__Task description__. Every line below that holds the string "stone" should be copied.

Referring expression pointing data
= Beginning of Section =
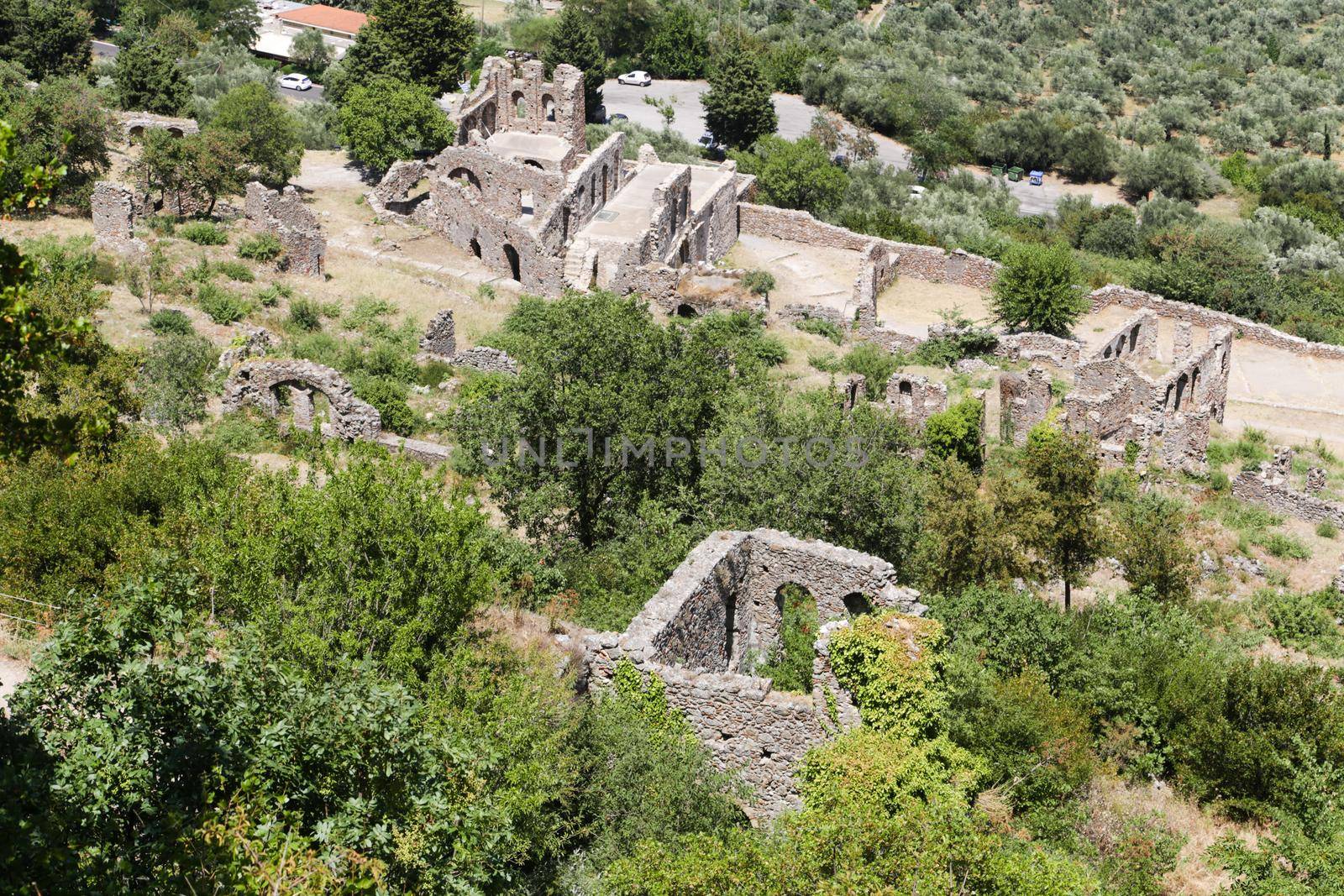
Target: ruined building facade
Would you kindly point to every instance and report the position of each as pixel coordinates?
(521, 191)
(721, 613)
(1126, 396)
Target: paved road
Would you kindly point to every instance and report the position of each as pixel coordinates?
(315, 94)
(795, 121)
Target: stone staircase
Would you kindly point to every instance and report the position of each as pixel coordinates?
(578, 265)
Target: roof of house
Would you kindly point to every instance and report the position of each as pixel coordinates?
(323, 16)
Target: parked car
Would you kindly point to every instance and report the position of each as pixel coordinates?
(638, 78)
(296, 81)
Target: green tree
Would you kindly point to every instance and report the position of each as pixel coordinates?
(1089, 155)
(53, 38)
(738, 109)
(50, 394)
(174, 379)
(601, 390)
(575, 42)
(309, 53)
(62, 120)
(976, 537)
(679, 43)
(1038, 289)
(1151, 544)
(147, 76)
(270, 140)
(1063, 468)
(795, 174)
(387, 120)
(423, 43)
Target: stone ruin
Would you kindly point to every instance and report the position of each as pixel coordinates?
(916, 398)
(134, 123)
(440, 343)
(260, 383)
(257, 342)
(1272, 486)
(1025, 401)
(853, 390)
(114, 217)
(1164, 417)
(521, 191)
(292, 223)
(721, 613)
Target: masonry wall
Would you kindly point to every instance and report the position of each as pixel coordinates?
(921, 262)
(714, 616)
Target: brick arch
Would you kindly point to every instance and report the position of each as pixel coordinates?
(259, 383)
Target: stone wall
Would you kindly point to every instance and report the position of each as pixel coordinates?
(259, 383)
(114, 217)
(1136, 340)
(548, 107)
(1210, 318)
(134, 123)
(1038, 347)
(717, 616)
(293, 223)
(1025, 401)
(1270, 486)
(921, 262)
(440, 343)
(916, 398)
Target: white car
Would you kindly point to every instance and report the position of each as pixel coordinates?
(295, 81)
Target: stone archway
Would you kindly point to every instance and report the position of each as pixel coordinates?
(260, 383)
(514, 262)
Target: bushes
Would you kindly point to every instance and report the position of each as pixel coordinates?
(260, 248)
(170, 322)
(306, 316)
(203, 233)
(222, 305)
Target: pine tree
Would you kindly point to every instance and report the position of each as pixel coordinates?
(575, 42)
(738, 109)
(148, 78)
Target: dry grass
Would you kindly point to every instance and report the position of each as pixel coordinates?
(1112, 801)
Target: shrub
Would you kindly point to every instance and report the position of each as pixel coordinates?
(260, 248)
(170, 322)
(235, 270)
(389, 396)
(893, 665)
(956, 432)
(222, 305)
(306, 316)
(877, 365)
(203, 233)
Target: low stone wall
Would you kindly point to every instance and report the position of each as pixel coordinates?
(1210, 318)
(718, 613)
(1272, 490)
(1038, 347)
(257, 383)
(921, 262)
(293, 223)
= End of Section =
__Response to this task__.
Target: stone staircase
Target: stone ruin
Target: stone wall
Target: stone archway
Target: low stone wall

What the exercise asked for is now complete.